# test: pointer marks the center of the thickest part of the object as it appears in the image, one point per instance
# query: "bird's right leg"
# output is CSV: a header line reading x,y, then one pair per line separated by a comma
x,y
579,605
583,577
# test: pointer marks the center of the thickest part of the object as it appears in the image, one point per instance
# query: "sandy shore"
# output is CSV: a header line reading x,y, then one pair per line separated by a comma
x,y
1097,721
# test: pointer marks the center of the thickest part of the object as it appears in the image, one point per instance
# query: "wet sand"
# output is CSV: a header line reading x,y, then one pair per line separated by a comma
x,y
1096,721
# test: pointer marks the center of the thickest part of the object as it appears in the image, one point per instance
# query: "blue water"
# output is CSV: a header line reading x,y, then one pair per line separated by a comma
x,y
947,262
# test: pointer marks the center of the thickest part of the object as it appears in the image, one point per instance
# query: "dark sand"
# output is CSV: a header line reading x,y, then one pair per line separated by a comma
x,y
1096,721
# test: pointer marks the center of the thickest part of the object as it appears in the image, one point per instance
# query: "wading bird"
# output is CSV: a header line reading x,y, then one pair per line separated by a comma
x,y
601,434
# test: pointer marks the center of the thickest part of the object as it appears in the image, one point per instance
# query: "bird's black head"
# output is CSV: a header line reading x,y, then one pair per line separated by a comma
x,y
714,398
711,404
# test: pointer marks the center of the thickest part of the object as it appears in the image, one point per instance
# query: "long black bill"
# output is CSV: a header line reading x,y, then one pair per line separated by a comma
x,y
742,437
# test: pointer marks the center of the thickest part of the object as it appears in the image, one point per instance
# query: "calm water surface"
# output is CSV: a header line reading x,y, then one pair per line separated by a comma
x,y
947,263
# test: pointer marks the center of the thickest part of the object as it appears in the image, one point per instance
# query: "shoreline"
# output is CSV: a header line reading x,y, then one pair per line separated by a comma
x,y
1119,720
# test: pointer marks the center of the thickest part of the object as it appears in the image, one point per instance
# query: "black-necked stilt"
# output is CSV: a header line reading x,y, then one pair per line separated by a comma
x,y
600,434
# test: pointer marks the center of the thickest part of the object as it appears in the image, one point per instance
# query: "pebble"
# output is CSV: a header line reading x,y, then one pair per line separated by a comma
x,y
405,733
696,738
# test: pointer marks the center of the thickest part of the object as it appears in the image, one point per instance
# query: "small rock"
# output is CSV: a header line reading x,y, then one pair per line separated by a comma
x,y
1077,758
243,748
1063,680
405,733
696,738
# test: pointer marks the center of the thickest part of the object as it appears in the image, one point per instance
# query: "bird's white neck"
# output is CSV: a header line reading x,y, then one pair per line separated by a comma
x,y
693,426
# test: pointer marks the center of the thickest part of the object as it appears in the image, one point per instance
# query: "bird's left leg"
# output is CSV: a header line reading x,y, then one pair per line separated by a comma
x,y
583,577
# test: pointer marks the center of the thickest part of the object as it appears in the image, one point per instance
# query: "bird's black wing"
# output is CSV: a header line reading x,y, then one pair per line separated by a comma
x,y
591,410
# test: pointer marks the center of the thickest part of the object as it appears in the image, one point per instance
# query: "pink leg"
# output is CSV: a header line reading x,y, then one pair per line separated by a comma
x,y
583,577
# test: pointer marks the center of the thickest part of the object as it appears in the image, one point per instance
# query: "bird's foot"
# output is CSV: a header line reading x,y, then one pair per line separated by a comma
——————————
REQUEST = Please pull out every line of the entries above that contains the word "black", matching case exactly.

FINISHED ANSWER =
# query: "bird's black head"
# query: "long black bill"
# query: "black-necked stilt"
# query: "bird's black wing"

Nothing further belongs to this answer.